[Referring expression pointing data]
——————————

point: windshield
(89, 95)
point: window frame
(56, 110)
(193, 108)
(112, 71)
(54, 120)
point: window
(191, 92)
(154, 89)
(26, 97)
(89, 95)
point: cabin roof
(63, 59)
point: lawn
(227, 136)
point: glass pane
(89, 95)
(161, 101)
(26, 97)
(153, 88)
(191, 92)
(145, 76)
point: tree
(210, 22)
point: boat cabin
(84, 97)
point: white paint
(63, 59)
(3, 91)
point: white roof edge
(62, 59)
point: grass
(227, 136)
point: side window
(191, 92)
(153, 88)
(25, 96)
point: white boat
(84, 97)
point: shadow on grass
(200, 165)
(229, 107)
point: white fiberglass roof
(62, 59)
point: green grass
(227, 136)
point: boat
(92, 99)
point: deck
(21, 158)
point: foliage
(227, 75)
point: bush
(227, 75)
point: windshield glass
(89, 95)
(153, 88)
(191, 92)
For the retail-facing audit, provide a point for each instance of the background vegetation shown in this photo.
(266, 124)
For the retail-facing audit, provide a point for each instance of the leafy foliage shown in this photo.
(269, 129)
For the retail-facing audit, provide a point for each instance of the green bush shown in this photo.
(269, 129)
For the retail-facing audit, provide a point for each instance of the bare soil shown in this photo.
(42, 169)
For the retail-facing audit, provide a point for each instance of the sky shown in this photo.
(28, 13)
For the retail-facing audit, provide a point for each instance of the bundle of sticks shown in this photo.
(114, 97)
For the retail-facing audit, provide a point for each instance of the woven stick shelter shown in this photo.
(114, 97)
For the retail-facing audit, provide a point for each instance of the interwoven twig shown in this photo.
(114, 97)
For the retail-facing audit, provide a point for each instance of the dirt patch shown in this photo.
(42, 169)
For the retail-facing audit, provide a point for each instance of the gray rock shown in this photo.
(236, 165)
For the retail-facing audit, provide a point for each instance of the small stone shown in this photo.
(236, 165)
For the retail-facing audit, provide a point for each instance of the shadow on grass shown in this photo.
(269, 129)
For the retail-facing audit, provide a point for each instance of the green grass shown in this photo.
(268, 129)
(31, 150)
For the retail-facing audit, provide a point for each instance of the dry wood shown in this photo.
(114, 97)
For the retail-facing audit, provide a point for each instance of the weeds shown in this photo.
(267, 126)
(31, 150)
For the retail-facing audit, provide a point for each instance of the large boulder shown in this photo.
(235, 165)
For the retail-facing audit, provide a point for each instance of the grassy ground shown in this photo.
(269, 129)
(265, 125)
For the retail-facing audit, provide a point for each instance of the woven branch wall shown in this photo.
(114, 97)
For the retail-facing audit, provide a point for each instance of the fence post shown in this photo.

——————————

> **TASK TO COMPLETE**
What this exercise asks for is an exact copy of all the records.

> **RESPONSE TO THE EXERCISE**
point: windshield
(89, 95)
point: window frame
(56, 110)
(193, 108)
(112, 71)
(54, 120)
point: window
(191, 92)
(154, 89)
(26, 97)
(89, 95)
point: cabin roof
(63, 59)
point: lawn
(227, 136)
point: glass pane
(89, 95)
(161, 101)
(26, 97)
(153, 88)
(191, 92)
(145, 76)
point: tree
(210, 22)
point: boat cabin
(84, 97)
point: white paint
(63, 59)
(3, 91)
point: white roof edge
(62, 59)
point: grass
(227, 136)
point: side window
(191, 92)
(153, 88)
(25, 96)
point: white boat
(84, 97)
point: shadow on grass
(200, 165)
(229, 107)
point: white fiberglass roof
(62, 59)
point: green grass
(227, 136)
point: boat
(92, 99)
point: deck
(21, 158)
point: foliage
(227, 75)
point: bush
(227, 75)
point: windshield glass
(89, 95)
(153, 88)
(191, 92)
For the retail-facing audit, provide a point for each instance of the background vegetation shown in this photo.
(266, 124)
For the retail-facing audit, provide a point for each instance of the leafy foliage shown in this photo.
(269, 129)
For the retail-facing audit, provide a point for each instance of the green bush shown in this photo.
(269, 129)
For the retail-facing audit, provide a point for each instance of the bare soil shown in this photo.
(42, 169)
For the retail-facing audit, provide a point for each instance of the sky shown in this photo.
(28, 13)
For the retail-facing audit, provide a point for each instance of the bundle of sticks shown in this photo.
(114, 97)
For the retail-facing audit, provide a point for each instance of the woven stick shelter shown in this photo.
(114, 97)
For the retail-facing audit, provide a point for each instance of the interwoven twig shown in this photo.
(114, 97)
For the retail-facing audit, provide a point for each instance of the dirt patch shown in this photo.
(42, 169)
For the retail-facing audit, provide a point for each instance of the gray rock shown in this photo.
(236, 165)
For the retail-facing audit, provide a point for each instance of the small stone shown in this photo.
(236, 165)
For the retail-facing audit, provide a point for each instance of the shadow on grass shown in this photo.
(269, 129)
For the retail-facing audit, provide a point for each instance of the green grass shown in this photo.
(268, 129)
(31, 150)
For the retail-facing audit, provide a point for each instance of the dry wood shown in this photo.
(114, 97)
For the retail-facing audit, provide a point for each instance of the weeds shown in this photo.
(267, 126)
(31, 150)
For the retail-facing audit, provide a point for each instance of the large boulder shown in this photo.
(235, 165)
For the retail-facing audit, provide a point for each instance of the grassy ground shown in this photo.
(269, 129)
(265, 125)
For the retail-facing audit, provide a point for each instance of the woven branch wall shown in this photo.
(114, 97)
For the retail-facing audit, provide a point for each instance of the fence post shown in this photo.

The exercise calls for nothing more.